**Task**
Exactly and without additions, transcribe the line that contains "The client would like the red" and every line after it in the data.

**Dataset**
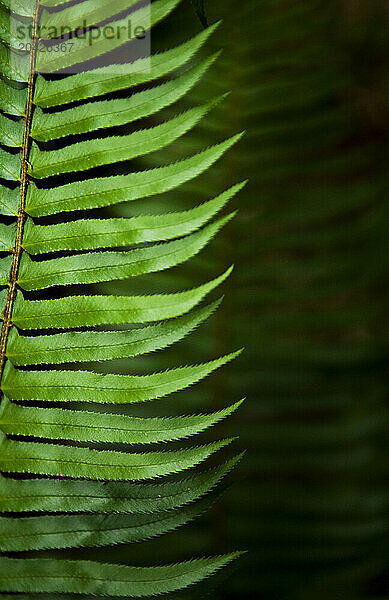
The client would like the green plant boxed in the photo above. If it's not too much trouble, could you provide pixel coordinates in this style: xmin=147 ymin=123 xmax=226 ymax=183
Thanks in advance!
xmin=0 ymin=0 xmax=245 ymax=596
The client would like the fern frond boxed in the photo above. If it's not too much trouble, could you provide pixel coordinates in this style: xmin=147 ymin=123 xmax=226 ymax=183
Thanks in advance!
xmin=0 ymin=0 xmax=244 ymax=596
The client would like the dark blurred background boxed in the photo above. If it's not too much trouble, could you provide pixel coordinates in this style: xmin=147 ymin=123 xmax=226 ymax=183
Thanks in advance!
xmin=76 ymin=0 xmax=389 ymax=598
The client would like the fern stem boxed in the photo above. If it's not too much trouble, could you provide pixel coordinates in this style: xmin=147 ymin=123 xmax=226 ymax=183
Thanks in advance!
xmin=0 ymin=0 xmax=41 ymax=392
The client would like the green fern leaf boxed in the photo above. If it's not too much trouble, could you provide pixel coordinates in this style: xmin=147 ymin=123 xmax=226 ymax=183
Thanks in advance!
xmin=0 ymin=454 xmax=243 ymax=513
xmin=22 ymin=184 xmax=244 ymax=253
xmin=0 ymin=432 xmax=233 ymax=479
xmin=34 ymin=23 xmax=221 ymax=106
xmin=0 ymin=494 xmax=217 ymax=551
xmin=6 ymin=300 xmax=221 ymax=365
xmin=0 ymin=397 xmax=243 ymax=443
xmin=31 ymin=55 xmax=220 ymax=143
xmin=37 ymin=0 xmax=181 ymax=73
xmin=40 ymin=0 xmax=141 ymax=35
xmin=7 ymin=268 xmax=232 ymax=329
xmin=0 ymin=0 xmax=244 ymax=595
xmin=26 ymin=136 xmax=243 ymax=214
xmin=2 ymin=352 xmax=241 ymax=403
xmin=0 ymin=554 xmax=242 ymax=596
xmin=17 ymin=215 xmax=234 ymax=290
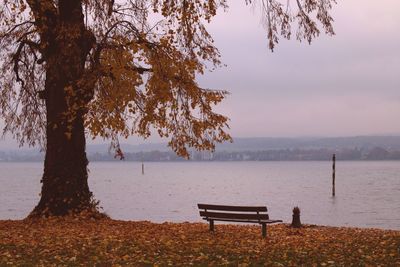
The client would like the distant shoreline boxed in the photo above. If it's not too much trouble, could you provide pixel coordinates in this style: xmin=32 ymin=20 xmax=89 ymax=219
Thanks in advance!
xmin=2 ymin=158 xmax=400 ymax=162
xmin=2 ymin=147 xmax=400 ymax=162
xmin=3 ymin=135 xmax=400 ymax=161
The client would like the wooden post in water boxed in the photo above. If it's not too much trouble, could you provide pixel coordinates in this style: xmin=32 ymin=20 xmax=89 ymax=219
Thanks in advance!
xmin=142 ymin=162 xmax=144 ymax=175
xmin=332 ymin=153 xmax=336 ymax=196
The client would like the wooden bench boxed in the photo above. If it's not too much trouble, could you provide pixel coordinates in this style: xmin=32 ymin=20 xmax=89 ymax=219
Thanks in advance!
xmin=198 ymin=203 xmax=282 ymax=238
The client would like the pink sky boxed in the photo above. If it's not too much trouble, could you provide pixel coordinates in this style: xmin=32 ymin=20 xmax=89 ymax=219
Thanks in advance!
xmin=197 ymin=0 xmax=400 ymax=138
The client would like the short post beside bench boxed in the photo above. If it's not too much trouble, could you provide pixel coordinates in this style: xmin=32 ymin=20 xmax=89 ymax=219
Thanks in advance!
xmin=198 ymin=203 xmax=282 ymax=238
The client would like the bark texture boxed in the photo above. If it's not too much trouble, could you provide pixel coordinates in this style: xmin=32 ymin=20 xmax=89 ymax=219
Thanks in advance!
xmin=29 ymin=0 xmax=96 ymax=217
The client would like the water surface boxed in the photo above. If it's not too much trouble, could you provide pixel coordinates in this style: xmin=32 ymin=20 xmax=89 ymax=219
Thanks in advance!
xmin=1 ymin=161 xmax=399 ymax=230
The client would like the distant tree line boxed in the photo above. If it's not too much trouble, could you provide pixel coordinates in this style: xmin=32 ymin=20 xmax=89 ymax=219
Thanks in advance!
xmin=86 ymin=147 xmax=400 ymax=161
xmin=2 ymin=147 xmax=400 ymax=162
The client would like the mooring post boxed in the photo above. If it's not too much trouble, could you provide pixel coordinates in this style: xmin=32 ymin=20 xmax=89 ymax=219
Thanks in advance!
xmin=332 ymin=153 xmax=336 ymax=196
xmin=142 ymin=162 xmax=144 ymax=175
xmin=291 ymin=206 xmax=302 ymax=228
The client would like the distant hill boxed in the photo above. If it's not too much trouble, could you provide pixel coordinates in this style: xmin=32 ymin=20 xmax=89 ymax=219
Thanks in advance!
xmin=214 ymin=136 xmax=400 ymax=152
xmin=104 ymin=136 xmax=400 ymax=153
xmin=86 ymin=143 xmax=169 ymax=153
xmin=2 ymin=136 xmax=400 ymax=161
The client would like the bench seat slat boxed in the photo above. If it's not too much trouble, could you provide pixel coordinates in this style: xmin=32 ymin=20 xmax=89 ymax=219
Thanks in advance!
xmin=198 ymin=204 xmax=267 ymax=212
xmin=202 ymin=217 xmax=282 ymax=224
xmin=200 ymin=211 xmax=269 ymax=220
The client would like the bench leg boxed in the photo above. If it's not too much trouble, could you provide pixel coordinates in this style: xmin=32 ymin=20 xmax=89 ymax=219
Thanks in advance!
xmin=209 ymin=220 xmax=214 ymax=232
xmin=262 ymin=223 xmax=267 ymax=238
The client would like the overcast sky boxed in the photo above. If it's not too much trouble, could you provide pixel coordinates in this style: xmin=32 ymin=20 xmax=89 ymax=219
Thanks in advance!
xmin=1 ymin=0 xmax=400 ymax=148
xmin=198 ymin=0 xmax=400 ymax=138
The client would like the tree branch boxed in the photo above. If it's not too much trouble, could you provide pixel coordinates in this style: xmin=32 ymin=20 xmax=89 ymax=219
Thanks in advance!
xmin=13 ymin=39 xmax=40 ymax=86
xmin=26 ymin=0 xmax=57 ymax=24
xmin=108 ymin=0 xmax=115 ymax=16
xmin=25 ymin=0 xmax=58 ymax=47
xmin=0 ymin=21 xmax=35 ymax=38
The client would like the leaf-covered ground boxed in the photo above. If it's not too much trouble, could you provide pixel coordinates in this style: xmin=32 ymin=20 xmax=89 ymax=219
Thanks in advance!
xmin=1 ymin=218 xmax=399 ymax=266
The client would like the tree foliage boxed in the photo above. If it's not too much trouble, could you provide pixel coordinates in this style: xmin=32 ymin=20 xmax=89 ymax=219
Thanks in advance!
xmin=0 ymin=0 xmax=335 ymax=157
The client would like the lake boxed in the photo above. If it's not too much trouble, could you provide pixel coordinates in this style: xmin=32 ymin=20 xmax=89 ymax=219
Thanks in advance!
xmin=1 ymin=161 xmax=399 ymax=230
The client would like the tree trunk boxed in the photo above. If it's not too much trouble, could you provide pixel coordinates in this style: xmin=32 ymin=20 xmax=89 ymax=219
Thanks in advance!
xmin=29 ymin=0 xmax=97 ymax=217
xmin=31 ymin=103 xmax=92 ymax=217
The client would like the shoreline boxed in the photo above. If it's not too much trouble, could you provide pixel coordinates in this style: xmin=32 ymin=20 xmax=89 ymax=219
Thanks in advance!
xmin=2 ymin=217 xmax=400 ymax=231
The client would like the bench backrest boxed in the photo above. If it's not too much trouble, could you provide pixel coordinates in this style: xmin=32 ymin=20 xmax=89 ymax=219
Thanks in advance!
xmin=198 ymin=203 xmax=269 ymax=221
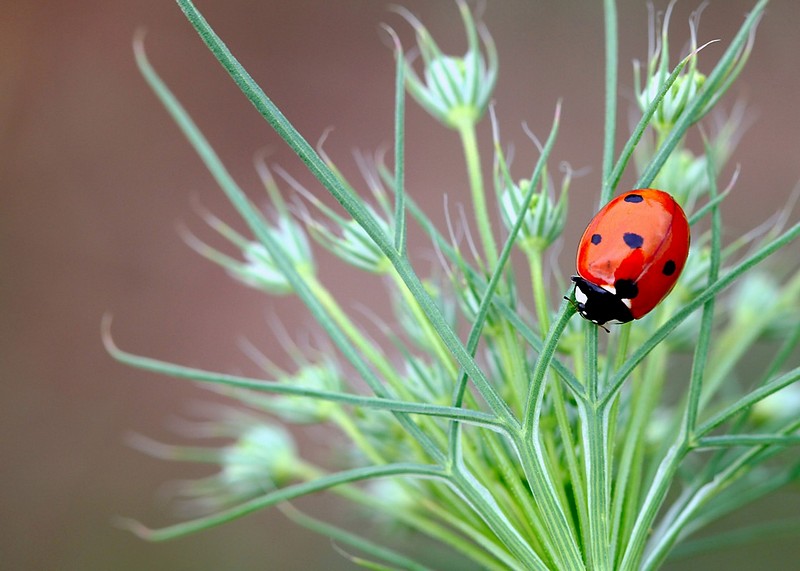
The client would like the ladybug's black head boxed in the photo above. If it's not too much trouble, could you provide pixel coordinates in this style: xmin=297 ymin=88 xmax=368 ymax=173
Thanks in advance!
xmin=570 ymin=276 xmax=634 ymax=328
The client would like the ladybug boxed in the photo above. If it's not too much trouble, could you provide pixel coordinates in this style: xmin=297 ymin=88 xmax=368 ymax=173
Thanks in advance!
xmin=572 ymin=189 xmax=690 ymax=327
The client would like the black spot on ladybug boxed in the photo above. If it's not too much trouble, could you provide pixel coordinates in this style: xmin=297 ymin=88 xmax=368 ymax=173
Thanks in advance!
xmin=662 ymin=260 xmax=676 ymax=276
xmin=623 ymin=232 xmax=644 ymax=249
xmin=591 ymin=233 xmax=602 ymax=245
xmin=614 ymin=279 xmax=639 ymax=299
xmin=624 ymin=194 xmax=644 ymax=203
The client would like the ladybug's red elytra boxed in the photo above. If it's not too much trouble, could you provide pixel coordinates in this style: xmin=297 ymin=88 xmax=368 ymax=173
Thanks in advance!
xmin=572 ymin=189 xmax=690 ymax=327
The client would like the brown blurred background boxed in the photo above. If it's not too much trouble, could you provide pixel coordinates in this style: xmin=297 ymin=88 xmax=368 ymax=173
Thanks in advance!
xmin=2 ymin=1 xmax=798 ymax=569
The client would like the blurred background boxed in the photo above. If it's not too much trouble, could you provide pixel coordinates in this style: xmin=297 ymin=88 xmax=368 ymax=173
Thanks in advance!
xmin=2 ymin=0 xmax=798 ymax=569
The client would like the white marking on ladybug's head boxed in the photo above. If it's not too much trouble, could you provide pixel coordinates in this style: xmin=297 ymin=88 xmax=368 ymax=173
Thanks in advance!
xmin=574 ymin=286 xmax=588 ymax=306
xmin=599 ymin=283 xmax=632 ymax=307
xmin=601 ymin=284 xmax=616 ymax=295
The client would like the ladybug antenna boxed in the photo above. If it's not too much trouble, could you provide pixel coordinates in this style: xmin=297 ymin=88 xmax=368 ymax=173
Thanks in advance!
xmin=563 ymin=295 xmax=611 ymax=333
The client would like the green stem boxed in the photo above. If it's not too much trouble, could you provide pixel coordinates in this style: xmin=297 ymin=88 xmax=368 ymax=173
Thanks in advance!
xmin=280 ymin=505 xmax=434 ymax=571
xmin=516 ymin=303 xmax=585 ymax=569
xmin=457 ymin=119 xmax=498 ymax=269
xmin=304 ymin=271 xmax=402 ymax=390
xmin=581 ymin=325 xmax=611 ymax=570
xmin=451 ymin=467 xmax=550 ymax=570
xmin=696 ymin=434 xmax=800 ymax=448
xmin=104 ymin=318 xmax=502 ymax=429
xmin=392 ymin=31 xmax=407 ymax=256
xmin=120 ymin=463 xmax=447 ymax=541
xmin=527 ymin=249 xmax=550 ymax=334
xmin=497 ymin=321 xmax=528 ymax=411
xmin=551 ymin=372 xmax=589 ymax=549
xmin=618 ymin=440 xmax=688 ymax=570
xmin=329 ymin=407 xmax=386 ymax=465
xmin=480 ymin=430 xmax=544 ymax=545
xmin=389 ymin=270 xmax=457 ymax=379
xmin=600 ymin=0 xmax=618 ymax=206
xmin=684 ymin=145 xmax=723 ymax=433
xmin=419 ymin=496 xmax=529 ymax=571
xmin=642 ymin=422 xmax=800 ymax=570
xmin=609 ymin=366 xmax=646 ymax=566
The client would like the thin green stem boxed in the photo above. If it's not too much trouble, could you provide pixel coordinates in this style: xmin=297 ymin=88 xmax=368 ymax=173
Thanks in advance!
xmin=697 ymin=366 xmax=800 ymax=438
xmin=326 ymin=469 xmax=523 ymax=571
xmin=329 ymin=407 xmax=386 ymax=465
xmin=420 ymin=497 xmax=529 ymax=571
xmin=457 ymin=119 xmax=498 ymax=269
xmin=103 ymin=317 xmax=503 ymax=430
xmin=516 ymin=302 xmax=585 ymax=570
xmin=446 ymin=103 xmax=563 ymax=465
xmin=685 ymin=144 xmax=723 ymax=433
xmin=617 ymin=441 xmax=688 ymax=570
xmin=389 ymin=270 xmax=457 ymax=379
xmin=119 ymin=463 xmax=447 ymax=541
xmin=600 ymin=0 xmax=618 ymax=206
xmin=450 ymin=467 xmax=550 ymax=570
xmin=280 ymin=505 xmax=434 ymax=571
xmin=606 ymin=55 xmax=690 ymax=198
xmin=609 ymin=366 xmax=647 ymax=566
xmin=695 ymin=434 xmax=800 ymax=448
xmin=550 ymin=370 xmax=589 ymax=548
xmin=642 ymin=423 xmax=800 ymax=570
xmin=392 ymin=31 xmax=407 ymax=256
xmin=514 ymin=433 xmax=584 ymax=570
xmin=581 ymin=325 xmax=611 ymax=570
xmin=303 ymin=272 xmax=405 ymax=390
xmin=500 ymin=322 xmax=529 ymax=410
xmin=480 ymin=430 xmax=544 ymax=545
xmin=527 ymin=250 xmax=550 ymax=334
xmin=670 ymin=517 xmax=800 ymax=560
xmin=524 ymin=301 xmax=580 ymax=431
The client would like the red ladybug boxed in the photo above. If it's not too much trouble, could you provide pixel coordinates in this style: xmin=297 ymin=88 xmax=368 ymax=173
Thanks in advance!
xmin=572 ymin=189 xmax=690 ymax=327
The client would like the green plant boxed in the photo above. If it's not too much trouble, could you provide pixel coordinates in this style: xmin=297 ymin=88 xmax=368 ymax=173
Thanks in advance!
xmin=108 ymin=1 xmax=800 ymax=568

**Solution**
The client would like the red ladybug boxed in the photo above. If it's not too much trouble, could you provide pixel coordinates in this style: xmin=297 ymin=88 xmax=368 ymax=173
Thanks in advance!
xmin=572 ymin=189 xmax=690 ymax=327
The client would like the green plant boxed in the photo above. If it's not too much trouble, could you provide pixel coordinates in this style: xmin=297 ymin=88 xmax=368 ymax=173
Thanks in advance!
xmin=108 ymin=1 xmax=800 ymax=568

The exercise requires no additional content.